> **Records drawn from a dataset**:
####################

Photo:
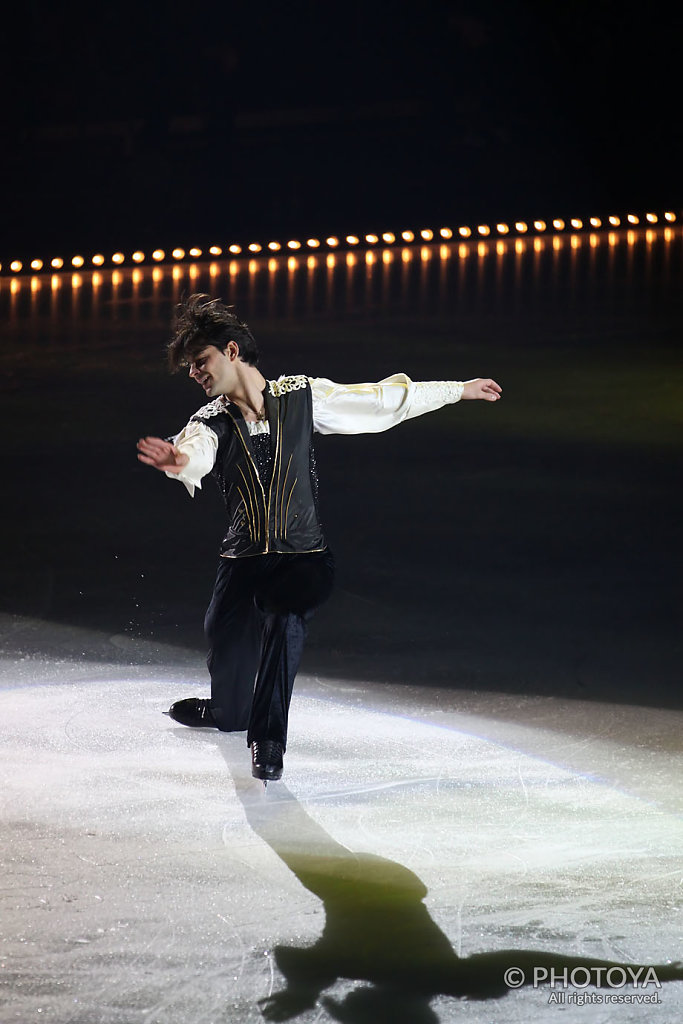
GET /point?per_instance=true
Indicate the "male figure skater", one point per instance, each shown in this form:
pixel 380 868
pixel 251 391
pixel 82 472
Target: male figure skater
pixel 255 436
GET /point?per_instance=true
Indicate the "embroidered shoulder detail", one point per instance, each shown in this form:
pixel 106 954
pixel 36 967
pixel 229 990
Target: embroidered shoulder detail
pixel 285 384
pixel 213 409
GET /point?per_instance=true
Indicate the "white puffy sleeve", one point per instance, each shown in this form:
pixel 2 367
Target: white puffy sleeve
pixel 200 443
pixel 365 409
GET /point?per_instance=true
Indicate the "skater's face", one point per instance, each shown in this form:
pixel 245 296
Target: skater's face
pixel 214 370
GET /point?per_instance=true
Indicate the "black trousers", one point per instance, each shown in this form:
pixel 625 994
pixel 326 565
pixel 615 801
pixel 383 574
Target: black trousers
pixel 256 626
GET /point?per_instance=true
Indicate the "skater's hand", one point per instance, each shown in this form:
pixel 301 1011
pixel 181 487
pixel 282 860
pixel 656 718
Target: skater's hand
pixel 162 455
pixel 482 387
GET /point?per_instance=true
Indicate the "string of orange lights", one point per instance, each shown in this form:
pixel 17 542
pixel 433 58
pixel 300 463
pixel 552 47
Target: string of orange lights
pixel 333 242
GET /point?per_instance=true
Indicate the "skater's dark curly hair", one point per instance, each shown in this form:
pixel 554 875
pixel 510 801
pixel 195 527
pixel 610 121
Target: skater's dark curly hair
pixel 201 321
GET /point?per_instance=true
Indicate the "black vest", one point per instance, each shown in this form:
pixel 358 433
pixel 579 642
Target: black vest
pixel 279 514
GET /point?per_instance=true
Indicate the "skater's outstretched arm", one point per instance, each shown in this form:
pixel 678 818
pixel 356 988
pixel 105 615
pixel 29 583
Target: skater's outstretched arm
pixel 360 409
pixel 162 455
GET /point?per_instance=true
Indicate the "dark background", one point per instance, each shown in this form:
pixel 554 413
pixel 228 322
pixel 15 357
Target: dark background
pixel 531 546
pixel 128 125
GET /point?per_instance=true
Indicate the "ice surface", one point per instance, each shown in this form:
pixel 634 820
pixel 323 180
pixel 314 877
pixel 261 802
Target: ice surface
pixel 417 834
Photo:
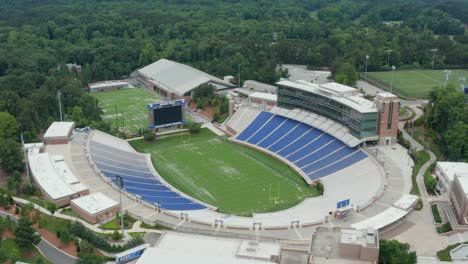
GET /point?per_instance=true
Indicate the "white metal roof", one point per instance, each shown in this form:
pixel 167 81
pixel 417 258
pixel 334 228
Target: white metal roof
pixel 264 96
pixel 55 178
pixel 59 130
pixel 259 86
pixel 335 92
pixel 178 77
pixel 381 220
pixel 451 168
pixel 463 179
pixel 95 203
pixel 338 88
pixel 180 248
pixel 104 84
pixel 406 201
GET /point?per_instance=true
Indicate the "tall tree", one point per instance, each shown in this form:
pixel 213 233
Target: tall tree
pixel 394 252
pixel 25 235
pixel 11 156
pixel 9 128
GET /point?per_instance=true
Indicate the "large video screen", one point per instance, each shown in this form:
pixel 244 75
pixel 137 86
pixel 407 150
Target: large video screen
pixel 167 115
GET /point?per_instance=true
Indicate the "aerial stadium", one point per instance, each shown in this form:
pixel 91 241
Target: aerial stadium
pixel 323 154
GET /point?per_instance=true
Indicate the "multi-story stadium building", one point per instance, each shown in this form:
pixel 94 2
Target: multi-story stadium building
pixel 345 105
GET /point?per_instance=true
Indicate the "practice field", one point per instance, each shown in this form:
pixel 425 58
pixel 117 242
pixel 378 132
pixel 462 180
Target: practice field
pixel 234 178
pixel 417 83
pixel 126 109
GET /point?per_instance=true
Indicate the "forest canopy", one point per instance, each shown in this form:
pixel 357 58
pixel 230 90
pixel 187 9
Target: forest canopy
pixel 112 38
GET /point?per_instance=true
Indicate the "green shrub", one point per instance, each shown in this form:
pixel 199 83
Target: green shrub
pixel 436 213
pixel 149 137
pixel 100 242
pixel 116 235
pixel 444 228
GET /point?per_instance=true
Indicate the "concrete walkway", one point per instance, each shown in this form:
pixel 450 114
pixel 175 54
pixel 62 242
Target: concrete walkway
pixel 48 250
pixel 422 236
pixel 95 228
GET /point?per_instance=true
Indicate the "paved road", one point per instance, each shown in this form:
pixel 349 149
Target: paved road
pixel 52 253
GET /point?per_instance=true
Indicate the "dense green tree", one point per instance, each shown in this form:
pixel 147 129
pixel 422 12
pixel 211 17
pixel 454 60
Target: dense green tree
pixel 11 155
pixel 456 139
pixel 394 252
pixel 9 128
pixel 90 259
pixel 25 235
pixel 51 207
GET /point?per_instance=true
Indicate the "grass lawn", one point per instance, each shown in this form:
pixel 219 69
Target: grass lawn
pixel 234 178
pixel 9 250
pixel 420 158
pixel 126 108
pixel 436 213
pixel 444 254
pixel 114 224
pixel 415 83
pixel 423 136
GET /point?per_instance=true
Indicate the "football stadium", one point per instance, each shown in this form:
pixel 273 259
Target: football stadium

####################

> **Work to complete**: Among the lines above, which hold the word "football"? Report each one.

> **Reply**:
Indicate the "football stadium", one point per instance, each shown in this form:
Target: football stadium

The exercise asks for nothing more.